=== Task goal ===
Nothing other than the lines from the one containing "of the shoreline" through the close of the entries below should be printed, each exactly.

### Dataset extract

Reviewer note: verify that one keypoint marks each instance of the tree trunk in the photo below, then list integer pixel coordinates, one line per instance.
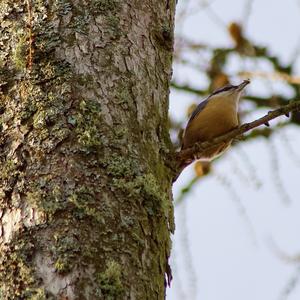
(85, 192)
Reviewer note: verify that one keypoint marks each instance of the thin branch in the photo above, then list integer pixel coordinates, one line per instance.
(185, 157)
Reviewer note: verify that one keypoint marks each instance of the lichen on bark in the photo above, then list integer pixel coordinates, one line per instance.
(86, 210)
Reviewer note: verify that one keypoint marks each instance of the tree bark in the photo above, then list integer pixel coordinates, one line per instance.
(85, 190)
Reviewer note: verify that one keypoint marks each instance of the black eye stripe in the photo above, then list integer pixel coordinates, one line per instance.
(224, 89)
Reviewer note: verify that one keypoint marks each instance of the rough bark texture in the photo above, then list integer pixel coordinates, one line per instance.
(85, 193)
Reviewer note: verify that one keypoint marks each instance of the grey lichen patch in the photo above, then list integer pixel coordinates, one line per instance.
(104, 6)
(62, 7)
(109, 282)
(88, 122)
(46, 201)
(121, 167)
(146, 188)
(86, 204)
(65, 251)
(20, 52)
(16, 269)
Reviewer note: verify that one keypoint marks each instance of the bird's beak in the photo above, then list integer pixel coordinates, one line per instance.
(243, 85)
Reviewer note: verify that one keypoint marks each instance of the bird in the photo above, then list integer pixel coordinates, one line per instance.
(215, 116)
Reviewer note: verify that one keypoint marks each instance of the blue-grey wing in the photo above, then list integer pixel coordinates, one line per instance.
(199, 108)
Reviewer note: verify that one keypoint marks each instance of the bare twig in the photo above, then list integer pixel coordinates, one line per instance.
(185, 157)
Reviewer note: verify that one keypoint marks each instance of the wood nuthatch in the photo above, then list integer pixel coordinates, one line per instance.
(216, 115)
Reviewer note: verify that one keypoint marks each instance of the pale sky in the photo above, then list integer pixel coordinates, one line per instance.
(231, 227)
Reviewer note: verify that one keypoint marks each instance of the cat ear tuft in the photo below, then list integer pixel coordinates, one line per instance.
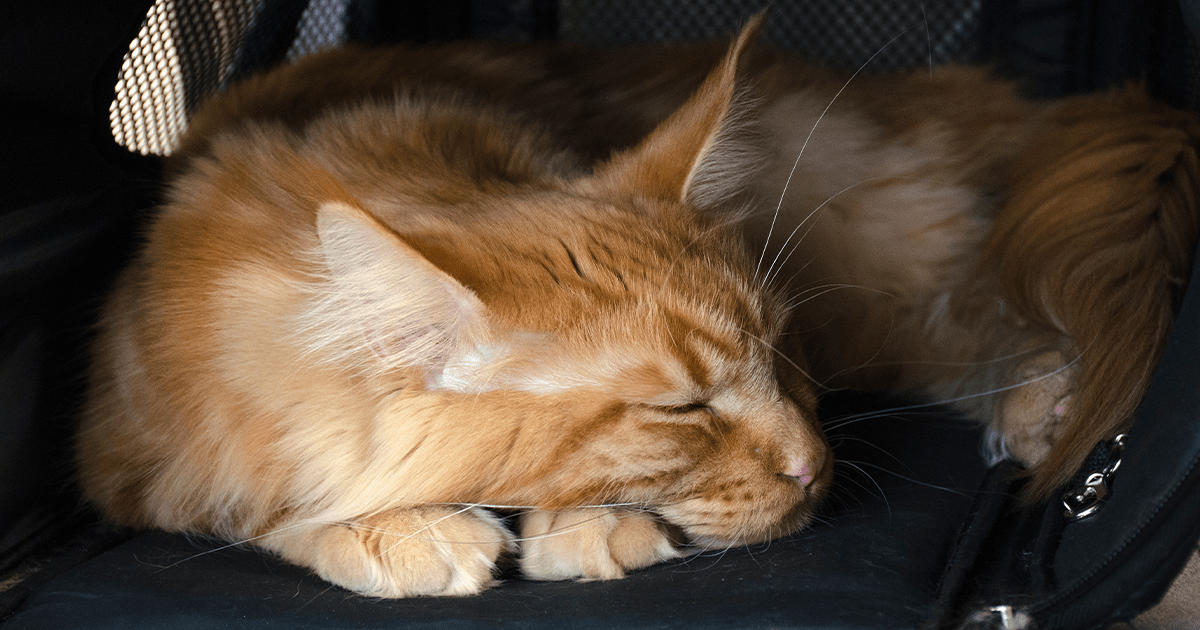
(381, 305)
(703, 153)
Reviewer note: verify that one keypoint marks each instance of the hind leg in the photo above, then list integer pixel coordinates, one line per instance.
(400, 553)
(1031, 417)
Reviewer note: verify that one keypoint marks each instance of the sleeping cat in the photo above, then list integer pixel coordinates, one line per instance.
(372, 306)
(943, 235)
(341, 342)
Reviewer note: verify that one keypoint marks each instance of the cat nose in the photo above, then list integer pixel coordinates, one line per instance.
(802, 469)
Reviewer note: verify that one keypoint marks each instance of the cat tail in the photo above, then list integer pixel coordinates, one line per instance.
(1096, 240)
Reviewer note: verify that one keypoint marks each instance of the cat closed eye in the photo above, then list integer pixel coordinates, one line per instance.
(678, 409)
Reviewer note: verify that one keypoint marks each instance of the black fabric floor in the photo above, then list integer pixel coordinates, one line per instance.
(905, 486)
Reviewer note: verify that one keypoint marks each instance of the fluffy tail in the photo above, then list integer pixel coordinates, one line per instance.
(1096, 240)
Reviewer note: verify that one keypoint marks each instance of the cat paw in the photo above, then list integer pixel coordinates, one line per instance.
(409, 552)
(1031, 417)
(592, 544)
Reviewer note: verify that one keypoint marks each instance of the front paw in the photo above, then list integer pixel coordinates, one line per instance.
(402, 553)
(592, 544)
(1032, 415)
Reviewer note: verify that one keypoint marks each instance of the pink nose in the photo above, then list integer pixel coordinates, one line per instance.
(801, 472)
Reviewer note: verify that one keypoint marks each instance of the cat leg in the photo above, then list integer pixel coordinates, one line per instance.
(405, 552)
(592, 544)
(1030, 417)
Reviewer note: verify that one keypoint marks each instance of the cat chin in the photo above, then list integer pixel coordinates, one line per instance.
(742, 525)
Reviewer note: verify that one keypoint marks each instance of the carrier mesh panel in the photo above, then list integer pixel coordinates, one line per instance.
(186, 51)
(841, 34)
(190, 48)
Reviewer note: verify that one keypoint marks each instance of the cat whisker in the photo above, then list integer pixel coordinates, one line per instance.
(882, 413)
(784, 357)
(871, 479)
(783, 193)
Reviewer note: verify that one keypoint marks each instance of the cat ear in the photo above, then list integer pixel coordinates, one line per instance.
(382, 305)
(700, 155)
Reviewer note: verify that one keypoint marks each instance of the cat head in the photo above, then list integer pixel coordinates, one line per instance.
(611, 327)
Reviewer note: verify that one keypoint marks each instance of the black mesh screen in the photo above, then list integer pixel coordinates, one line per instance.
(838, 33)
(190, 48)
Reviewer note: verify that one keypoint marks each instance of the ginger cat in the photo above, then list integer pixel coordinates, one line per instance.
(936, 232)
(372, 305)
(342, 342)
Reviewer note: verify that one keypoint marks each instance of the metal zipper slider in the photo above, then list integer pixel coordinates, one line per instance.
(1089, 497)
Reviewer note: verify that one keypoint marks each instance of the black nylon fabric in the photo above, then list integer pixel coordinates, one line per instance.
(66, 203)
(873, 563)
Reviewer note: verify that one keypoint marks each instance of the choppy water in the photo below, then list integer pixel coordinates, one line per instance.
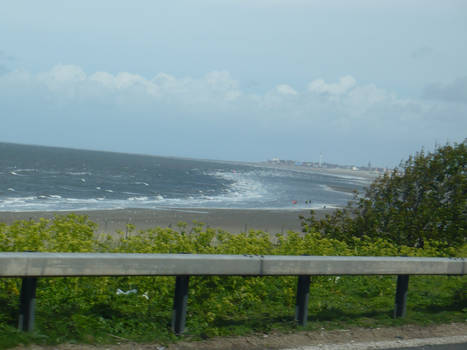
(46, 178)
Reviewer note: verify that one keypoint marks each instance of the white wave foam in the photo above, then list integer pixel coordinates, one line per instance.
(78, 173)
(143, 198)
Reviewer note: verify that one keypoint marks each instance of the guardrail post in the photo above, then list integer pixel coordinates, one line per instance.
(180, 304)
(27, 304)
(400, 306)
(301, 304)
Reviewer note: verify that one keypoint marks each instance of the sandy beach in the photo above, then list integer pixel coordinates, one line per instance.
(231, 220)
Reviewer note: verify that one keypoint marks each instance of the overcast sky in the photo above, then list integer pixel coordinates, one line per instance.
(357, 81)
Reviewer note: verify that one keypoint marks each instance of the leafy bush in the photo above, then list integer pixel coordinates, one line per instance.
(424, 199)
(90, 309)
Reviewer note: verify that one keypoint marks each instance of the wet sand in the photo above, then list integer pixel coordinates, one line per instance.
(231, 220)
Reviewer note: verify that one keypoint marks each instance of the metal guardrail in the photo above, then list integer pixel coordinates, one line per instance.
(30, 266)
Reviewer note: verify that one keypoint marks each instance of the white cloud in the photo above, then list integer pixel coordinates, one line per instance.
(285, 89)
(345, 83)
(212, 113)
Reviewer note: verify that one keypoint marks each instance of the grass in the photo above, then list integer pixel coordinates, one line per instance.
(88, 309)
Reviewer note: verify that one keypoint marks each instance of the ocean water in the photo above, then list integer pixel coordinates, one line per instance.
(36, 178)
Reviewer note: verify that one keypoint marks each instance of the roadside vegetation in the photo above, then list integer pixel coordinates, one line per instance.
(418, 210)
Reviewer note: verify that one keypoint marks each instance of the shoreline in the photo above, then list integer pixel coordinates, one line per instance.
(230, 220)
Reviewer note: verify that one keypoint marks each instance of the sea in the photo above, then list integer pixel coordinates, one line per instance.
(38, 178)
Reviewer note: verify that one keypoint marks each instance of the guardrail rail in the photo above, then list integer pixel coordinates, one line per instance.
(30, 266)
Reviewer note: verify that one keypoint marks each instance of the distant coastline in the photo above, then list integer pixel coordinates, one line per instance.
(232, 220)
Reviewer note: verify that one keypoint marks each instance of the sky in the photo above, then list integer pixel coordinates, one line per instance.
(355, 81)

######

=== The response ===
Reviewer note: verify that one keypoint marks each instance of the shoreline in the photo above, then list integer pixel coordinates, one line per instance.
(230, 220)
Reviewer note: verify that one keypoint marks each instance of the sea in the photo above, then list integer pixel coordinates, one line per instance.
(38, 178)
Reviewer note: verify that one keypoint marks each instance of the guardrail rail in the photo above, then list integer pixel coordinates, one line per instance.
(30, 266)
Reviewer note: verify that one keypoint marks each instance of the distant coastline in the photo above, then list integer pixel coordinates, one line per instance.
(232, 220)
Reviewer note: verify that one keypoint marks each instance of the sky in the photo above, then list integer pixel coordinates, one line per instance.
(355, 81)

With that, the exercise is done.